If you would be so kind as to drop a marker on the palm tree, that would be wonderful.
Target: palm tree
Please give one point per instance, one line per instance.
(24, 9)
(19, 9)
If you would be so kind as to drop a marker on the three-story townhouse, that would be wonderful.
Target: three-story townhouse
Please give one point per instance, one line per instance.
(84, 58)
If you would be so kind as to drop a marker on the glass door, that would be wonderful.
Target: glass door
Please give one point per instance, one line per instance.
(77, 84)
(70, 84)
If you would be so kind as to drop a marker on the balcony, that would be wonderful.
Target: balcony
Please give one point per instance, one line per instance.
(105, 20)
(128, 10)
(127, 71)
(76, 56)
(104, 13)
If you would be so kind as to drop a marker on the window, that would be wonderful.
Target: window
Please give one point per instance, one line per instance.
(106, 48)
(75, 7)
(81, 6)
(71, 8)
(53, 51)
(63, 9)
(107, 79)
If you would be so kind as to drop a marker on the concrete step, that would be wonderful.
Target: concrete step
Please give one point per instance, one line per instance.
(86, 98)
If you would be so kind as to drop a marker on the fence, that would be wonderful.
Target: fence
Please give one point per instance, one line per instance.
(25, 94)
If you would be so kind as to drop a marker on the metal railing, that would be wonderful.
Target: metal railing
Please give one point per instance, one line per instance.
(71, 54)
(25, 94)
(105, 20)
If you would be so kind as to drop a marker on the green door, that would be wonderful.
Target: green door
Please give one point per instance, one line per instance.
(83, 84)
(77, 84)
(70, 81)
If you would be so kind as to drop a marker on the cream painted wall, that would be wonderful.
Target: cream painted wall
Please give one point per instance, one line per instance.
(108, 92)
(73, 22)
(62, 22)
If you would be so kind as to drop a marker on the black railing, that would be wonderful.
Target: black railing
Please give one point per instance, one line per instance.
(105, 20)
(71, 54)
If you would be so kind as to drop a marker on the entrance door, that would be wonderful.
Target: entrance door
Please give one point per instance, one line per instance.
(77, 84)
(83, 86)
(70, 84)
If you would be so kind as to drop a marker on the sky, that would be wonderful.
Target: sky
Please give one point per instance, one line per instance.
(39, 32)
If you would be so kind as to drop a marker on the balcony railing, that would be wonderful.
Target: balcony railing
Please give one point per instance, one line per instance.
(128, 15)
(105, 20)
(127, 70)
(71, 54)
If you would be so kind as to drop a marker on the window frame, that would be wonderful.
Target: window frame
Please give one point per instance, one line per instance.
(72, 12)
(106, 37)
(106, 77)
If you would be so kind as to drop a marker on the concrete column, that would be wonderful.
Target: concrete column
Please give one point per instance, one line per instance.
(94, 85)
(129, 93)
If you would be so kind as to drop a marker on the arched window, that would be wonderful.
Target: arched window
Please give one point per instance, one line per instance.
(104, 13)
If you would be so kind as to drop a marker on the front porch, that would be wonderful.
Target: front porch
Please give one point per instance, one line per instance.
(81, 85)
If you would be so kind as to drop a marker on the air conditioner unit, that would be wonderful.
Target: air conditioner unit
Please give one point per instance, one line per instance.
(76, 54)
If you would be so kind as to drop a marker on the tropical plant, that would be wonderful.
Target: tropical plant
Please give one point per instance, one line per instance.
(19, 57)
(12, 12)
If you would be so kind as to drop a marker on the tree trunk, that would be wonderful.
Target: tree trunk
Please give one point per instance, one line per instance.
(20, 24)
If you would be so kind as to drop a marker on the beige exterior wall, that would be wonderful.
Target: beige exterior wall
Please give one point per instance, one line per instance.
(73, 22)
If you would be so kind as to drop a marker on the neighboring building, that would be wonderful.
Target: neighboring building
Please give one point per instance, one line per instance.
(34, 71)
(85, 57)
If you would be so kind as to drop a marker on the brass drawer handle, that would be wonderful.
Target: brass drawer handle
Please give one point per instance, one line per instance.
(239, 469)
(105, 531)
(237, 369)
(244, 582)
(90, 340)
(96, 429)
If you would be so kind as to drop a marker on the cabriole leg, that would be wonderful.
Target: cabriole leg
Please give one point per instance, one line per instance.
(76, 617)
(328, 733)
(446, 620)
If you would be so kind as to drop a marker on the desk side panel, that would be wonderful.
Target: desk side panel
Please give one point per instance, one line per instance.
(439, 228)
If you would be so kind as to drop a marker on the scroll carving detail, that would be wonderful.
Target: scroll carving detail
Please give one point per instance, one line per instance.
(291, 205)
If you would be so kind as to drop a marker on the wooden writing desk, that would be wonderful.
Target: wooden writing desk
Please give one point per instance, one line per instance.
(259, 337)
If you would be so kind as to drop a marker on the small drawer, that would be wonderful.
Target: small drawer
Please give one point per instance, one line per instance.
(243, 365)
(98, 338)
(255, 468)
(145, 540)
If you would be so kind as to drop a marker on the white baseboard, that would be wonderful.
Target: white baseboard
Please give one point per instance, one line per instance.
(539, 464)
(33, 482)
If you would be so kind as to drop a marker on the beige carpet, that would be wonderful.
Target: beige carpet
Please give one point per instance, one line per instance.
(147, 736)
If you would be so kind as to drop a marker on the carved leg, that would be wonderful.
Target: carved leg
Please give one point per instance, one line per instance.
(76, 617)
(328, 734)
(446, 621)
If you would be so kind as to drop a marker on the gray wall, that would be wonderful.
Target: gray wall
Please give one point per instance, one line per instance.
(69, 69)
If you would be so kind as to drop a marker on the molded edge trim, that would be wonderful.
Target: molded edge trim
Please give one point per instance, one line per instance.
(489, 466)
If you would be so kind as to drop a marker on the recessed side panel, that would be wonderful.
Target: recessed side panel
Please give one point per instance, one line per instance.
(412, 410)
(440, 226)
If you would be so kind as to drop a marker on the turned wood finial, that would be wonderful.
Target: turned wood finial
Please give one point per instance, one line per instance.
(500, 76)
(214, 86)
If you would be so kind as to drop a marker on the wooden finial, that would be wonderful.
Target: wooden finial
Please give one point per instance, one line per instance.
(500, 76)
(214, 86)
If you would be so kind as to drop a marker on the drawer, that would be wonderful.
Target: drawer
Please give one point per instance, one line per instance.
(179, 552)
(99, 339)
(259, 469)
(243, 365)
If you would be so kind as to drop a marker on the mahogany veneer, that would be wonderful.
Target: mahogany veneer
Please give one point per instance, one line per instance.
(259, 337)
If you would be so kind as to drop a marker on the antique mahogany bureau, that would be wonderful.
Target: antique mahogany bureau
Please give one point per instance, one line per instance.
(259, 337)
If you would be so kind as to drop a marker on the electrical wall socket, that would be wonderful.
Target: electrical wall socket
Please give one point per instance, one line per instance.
____________
YOUR TASK
Quote the listing above, but only from the line that shows "Target: gray wall" through the line that shows "Target: turned wood finial".

RESPONSE AREA
Target: gray wall
Please give one point per instance, one line per instance.
(69, 69)
If you would be so kind as to drop a marker on the molded edge trim, that would be wonderful.
Target: molded edge trim
Please give one point per instance, one line per instance.
(489, 466)
If you would be so kind as to drop a marker on the recessed side panel, that would be wonderful.
Target: recessed side panel
Please give one point per instance, one line per instance.
(412, 410)
(440, 226)
If you would be so kind as to drop a marker on the turned wood finial, that would be wonderful.
Target: turned wood finial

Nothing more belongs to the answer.